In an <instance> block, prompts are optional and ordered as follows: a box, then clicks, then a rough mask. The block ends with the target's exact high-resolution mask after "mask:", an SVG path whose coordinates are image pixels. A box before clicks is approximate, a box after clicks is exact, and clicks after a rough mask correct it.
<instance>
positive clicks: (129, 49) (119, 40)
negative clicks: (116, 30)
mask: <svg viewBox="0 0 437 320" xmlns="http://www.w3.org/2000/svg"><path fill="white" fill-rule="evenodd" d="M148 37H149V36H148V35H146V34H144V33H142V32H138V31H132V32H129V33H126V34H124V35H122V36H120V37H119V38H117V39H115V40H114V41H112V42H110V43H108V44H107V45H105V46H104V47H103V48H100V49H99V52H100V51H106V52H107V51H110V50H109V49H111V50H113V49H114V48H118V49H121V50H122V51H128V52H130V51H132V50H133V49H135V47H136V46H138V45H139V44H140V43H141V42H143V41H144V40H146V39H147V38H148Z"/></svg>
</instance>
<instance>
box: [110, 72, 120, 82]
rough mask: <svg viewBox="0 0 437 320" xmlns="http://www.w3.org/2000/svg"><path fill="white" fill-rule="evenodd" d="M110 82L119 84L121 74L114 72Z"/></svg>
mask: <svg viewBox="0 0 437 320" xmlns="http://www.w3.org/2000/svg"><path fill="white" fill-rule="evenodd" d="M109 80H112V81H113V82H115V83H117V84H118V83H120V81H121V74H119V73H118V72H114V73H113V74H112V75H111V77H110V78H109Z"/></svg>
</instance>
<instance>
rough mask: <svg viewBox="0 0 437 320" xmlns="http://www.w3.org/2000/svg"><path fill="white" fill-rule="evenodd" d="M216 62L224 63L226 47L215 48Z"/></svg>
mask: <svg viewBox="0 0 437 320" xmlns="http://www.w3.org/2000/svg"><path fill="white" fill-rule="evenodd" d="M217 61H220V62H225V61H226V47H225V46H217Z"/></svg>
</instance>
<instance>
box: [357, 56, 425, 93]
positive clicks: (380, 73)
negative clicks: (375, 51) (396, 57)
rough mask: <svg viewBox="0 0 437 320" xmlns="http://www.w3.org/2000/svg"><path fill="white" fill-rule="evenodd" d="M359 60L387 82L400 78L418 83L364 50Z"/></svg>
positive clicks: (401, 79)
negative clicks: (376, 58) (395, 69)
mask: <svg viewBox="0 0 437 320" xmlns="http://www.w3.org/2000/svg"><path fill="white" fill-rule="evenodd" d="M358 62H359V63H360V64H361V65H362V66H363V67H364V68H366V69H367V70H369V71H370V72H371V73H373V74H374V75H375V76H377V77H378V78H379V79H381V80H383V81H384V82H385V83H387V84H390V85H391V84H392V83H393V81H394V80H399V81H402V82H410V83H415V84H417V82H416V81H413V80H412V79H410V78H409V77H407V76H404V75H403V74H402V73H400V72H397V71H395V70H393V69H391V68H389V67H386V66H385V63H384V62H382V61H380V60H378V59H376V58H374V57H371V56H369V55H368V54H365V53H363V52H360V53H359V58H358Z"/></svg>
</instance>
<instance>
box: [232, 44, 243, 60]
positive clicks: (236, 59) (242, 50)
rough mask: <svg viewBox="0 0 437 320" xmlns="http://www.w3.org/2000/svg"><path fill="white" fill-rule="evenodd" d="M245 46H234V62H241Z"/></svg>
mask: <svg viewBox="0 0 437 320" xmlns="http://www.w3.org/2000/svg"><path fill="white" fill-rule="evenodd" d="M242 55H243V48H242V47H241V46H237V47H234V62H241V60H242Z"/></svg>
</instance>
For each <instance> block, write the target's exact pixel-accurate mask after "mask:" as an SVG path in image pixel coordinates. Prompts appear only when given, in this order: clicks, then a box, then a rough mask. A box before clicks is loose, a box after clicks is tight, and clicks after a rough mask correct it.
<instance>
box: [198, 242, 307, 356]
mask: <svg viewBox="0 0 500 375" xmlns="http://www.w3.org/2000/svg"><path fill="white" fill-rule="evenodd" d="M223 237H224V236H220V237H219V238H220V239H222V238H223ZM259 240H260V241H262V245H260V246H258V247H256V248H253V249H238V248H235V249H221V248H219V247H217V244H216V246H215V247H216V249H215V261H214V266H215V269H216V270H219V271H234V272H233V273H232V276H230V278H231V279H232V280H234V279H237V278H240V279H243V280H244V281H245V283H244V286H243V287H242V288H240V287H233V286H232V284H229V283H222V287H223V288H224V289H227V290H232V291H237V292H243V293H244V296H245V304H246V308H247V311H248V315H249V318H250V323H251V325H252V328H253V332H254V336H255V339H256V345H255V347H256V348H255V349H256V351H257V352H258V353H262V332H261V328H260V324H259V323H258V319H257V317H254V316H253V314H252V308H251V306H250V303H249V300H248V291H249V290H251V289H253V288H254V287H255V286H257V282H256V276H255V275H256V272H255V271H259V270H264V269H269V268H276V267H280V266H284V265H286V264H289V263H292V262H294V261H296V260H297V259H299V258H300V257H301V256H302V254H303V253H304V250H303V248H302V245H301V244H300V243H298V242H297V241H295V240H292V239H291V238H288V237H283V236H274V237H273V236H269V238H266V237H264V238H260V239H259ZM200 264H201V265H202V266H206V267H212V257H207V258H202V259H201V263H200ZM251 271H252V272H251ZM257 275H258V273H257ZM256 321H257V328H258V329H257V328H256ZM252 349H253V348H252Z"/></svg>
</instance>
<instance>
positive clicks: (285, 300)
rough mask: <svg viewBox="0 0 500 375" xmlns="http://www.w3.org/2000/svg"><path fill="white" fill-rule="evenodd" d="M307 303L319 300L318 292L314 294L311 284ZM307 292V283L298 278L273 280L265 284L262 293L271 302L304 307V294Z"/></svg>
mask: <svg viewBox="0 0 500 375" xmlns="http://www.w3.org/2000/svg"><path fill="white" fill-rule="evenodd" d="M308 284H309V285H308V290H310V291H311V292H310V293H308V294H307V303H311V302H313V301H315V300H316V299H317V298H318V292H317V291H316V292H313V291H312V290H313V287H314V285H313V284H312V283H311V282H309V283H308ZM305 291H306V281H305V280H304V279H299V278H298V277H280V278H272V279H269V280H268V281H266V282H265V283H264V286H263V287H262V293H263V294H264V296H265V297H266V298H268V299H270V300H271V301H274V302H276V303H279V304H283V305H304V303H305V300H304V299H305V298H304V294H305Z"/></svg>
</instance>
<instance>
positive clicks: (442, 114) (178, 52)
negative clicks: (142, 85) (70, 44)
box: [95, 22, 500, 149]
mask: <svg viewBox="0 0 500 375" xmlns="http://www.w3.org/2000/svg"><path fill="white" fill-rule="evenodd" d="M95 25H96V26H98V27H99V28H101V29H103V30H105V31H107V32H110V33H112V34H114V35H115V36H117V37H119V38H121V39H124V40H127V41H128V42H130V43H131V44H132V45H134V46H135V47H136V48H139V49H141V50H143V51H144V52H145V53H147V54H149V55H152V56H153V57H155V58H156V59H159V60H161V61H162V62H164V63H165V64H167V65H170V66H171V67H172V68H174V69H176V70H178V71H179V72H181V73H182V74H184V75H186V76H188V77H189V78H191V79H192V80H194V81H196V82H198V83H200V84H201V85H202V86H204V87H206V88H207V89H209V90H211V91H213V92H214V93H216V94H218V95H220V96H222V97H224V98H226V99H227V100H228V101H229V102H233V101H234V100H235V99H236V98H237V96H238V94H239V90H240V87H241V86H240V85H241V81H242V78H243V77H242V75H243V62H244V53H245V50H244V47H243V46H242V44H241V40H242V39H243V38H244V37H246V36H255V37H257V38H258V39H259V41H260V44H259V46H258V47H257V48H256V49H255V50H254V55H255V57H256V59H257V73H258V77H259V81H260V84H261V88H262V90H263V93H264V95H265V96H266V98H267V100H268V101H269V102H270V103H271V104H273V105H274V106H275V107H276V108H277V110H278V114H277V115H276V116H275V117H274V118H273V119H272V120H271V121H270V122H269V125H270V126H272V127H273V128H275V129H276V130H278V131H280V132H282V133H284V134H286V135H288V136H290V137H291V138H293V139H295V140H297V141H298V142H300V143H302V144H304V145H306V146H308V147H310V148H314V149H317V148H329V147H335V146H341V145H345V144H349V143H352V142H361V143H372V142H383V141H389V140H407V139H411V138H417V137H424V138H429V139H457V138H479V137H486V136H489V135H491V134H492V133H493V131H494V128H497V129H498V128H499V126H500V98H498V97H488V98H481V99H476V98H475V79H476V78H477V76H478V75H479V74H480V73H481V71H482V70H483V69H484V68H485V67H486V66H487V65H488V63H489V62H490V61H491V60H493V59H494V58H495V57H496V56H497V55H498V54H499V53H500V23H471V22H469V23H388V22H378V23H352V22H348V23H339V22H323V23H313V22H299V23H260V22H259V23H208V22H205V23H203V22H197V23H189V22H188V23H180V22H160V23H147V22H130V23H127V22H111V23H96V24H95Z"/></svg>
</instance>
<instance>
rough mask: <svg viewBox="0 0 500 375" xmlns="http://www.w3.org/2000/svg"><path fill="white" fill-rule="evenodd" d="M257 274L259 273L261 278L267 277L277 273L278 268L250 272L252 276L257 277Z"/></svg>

----

**PROBLEM TO SOLVE:** The expected output is every line of the records in which the string "correct" appears.

**COMPLETED EXERCISE:**
In an <instance> block, prompts are optional and ordered as follows: a box, then clicks, then a rough mask. The block ends with the target's exact high-resolution mask after "mask:", an SVG path whose coordinates are image pixels. A box before clicks is approximate, a box after clicks is exact, and clicks after a rough mask correct it.
For each <instance> block, write the target's exact pixel-accurate mask after "mask:" as an SVG path in image pixel coordinates. Prompts appear only when given, in this order: clicks, then a box, then a rough mask. A box before clicks is loose, a box after clicks is tight, and clicks after a rough mask correct it.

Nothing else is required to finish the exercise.